About this task:
Write out the entries again exactly as they are given.

**** Records for this task ****

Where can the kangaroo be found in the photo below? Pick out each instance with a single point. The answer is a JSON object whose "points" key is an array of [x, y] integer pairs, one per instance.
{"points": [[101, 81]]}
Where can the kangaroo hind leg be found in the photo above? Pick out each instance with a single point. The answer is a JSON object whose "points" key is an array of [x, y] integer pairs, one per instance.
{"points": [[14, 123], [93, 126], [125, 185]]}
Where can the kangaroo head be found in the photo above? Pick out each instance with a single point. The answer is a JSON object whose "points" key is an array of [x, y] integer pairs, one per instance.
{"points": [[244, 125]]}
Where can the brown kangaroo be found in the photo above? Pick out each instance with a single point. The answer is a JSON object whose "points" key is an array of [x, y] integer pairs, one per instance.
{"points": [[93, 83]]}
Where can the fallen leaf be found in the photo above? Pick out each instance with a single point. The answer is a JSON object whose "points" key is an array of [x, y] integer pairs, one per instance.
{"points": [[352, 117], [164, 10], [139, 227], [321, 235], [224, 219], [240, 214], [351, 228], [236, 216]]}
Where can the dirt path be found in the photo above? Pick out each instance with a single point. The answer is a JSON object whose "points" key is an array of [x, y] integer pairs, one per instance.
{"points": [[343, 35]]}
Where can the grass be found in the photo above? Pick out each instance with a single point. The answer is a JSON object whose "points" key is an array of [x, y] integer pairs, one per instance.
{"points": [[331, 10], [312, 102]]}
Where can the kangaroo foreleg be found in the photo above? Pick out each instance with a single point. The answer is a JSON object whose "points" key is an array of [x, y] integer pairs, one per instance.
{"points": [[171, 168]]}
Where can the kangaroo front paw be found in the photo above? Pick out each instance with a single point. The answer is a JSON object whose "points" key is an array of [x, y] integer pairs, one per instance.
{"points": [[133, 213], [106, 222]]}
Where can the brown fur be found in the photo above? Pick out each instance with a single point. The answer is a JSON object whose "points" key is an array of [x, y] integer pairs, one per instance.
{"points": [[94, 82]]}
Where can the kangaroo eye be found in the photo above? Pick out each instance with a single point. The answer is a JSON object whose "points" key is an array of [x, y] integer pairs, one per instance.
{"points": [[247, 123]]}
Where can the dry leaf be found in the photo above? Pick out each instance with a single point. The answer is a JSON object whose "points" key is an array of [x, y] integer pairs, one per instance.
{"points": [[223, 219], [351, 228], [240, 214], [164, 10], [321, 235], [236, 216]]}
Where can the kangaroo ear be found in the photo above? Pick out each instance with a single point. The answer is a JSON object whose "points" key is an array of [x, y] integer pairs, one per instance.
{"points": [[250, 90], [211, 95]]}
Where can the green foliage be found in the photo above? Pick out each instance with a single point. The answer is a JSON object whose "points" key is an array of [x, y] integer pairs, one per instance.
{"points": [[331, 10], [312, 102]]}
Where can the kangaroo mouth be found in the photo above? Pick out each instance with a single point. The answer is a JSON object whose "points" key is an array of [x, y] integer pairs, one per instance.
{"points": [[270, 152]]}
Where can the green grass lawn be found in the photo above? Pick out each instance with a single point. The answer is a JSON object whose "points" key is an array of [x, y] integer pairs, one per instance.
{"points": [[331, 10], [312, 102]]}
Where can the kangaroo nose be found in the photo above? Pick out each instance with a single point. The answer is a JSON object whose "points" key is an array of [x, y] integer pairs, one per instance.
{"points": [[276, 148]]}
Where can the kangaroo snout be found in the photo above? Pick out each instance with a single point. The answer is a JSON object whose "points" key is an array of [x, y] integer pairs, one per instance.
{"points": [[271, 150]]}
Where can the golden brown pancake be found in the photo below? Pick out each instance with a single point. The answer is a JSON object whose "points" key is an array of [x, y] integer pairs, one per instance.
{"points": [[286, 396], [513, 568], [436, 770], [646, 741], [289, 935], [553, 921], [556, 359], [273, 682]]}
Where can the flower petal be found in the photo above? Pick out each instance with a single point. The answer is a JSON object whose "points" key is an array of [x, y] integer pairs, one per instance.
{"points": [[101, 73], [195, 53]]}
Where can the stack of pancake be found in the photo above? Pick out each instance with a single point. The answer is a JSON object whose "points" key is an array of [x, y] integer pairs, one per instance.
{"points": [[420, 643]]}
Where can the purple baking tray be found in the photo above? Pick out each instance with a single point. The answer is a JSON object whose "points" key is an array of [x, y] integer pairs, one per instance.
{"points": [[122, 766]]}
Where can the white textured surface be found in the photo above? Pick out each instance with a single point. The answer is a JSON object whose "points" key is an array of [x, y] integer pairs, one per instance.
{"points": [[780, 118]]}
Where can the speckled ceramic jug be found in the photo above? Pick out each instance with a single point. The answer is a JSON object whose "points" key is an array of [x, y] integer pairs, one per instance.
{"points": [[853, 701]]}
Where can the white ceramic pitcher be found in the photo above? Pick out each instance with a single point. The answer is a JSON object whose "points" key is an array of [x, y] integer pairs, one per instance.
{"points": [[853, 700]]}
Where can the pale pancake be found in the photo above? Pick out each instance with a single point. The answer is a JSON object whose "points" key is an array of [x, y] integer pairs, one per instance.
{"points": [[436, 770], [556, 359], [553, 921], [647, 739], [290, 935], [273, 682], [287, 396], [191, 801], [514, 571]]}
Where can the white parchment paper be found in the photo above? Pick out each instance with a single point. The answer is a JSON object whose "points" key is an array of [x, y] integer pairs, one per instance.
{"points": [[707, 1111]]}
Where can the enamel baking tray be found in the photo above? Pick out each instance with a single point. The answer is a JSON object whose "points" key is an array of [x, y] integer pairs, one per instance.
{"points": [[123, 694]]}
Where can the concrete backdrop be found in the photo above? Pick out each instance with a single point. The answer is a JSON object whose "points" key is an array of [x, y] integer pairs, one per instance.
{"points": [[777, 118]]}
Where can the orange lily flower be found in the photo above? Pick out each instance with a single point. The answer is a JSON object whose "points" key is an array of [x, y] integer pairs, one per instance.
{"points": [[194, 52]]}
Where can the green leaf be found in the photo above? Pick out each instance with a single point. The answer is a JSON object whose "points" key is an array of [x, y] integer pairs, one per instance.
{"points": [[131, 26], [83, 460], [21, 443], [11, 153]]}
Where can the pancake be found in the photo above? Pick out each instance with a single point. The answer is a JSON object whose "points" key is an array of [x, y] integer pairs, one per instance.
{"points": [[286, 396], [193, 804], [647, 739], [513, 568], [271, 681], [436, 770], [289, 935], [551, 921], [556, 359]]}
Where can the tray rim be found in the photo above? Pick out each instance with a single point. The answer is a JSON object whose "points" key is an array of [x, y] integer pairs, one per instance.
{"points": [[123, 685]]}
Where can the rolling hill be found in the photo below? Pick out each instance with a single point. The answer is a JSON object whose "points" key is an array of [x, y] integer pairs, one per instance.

****

Solved exercise:
Where can the kangaroo be found in the photo below? Pick out each instance with a single point. The answer is a JSON object whose "points" key is an array of [x, y] integer pairs, one per instance.
{"points": [[101, 81]]}
Where can the kangaroo hind leg be found in the photo above? Pick out each instance with a single point. The answer is a JSON object whose "points" key is an array of [x, y] integer pairs, one per instance.
{"points": [[14, 123], [93, 126], [125, 185]]}
Where can the kangaroo head be found in the photo above? Pick out each instance with a single point. The answer is a JSON object whose "points" key is an array of [x, y] integer pairs, one per instance.
{"points": [[244, 125]]}
Where can the brown kangaroo be found in the photo above? Pick out each instance with a single point. The answer is a JSON object whose "points" key is an array of [x, y] integer pairs, one per instance.
{"points": [[93, 83]]}
Where can the fallen leaf be found in the photo above? Pick out each instance with a single point. The answer is a JSON object whose "points" key is an array of [x, y] integer pairs, one per instance.
{"points": [[352, 117], [164, 10], [139, 227], [321, 235], [224, 219], [240, 214], [351, 228], [236, 216]]}
Where can the dirt path be found in the photo above? Pick out each instance with a single point. The answer is a JSON object whose "points" key is an array of [x, y] integer pairs, one per instance.
{"points": [[343, 35]]}
Where can the grass be found in the photo above? Pick out each instance with a single point. The answer is a JSON object whose "points" key is an array of [x, y] integer pairs, one per instance.
{"points": [[331, 10], [312, 102]]}
Where can the kangaroo foreleg be found in the photo above? Pick out each instance with a single point. The answer is a JSON object whose "points" key is an array of [x, y] integer pairs, one per instance.
{"points": [[171, 168]]}
Where can the kangaroo front paw be found in the photo above? Pick out each instance with a single point. The answer is a JSON object whose "points" key is an array of [x, y] integer pairs, one per instance.
{"points": [[133, 213], [106, 222]]}
Where can the brown fur be found in the photo above? Pick out each instance with a single point. The answer is a JSON object whose "points" key is an array of [x, y] integer pairs, one per instance.
{"points": [[94, 82]]}
Where can the kangaroo eye be found in the photo above? Pick out each instance with a single point. The answer is a JSON object whose "points" key is an array of [x, y] integer pairs, one per instance.
{"points": [[247, 123]]}
Where can the dry leaf be found in the photo above? Pick out each instance with a single point. The answer is a JSON object whose "points" key is an array of [x, y] integer pairs, one per instance.
{"points": [[223, 219], [351, 228], [240, 214], [164, 10], [321, 235], [236, 216]]}
Where can the kangaroo ear be found in the photo above? Pick out each instance with a single point. The answer is a JSON object whose "points" key is an array of [x, y] integer pairs, one per instance.
{"points": [[250, 90], [211, 95]]}
Where can the green foliage be found in the photo above? Pick out each instance with a single point. The answer is a JSON object whose "points" key is an array of [x, y] integer pairs, one per instance.
{"points": [[331, 10], [312, 102]]}
Where can the kangaroo mouth be found in the photo above? Pick out each instance with a single point. The answer is a JSON object whose "points" key is an array of [x, y] integer pairs, one per instance.
{"points": [[270, 152]]}
Where can the green grass lawn be found in the photo above? Pick out each instance with a single point. The answer is a JSON object whose "points" key is an array of [x, y] integer pairs, one per instance.
{"points": [[331, 10], [312, 102]]}
Where can the kangaroo nose be found in the photo above? Pick out each instance with a single point. The answer is a JSON object whose "points" key is an array of [x, y] integer pairs, one per instance.
{"points": [[276, 148]]}
Where can the kangaroo snout be found in the photo above? Pick out each instance with a single point. The answer is a JSON object whose "points" key is an array of [x, y] integer pairs, one per instance.
{"points": [[271, 150]]}
Where can the golden brown pancake be found in the photo below? Pick out each instance with a single point. The answer is a JSON object whose "points" key is an array of [x, y] integer pairs, one per instance.
{"points": [[286, 396], [513, 568], [436, 770], [646, 741], [289, 935], [553, 921], [556, 359], [273, 682]]}
Where can the flower petal be found in the photo above? Pick out each instance with a single point. The answer is a JSON object whose "points" key is an array of [x, y] integer pairs, one per instance.
{"points": [[101, 73], [195, 53]]}
Where can the stack of pancake be found in the photo above? Pick out each instance with a single point. The answer is a JSON object whose "points" key is an array of [x, y] integer pairs, one per instance.
{"points": [[420, 643]]}
Where can the purple baking tray be found in the photo above? Pick out each instance with a single point. The answer is a JSON object whose "points" key is an array of [x, y] integer pairs, one per instance.
{"points": [[122, 766]]}
Where can the white textured surface be found in the photo above? Pick out each instance with a single point. The answer is a JSON object whose "points" key is an array of [x, y] integer pairs, one per instance.
{"points": [[780, 118]]}
Where can the speckled ceramic jug be found in the photo above? Pick out each instance with a single point. The answer is a JSON object whose "points" key is an array of [x, y] integer pairs, one per instance.
{"points": [[853, 701]]}
Where can the white ceramic pitcher be found in the photo above? Pick out each instance with a single point. The answer is a JSON object whose "points" key is an array of [x, y] integer pairs, one per instance.
{"points": [[853, 700]]}
Where can the pale pancake be found in the photo above? Pick out each instance with a single point. The answer is a JSON object whose "points" key is an array of [x, y] integer pairs, one per instance.
{"points": [[436, 770], [556, 359], [553, 921], [647, 739], [290, 935], [273, 682], [287, 396], [191, 801], [514, 571]]}
Where can the white parchment paper be found in the photo above? Pick out each instance with a single point. The answer is a JSON object whose "points" key is an array of [x, y] integer pairs, one per instance.
{"points": [[707, 1111]]}
Where can the enamel baking tray be found in the photo above? Pick out each instance with a single point. The answer is a JSON object whose "points" key is an array of [x, y] integer pairs, one per instance.
{"points": [[123, 694]]}
Where can the concrete backdrop be found in the photo above? Pick out each instance with a single point. The answer is a JSON object whose "points" key is an array of [x, y] integer pairs, one per instance.
{"points": [[777, 118]]}
Where can the orange lily flower be found in the photo above? Pick out each instance with a single point. The answer is a JSON object whose "points" key is an array of [x, y] integer pairs, one per instance.
{"points": [[194, 52]]}
Where can the green leaf be found in the photo above? Pick out each instance with a single point. The answer is a JSON object whose "points" key is an array of [x, y] integer pairs, one per instance.
{"points": [[131, 26], [83, 460], [21, 443], [11, 153]]}
Where can the pancake be found in the photo above? Pick out each instance with a single point. The answer is a JSON object whose "points" key is an array of [x, y] integer pairs, one per instance.
{"points": [[286, 396], [193, 804], [647, 739], [513, 568], [271, 681], [436, 770], [289, 935], [551, 921], [556, 359]]}
Where can the tray rim be found in the photo above? Pick out each instance with a single point. The answer is a JSON object whose "points" key is an array of [x, y] integer pairs, one per instance.
{"points": [[123, 685]]}
Where can the rolling hill be found in the photo below? Pick out each instance with a single point. The answer is a JSON object whose "points" key is an array of [x, y] integer pairs, one per instance.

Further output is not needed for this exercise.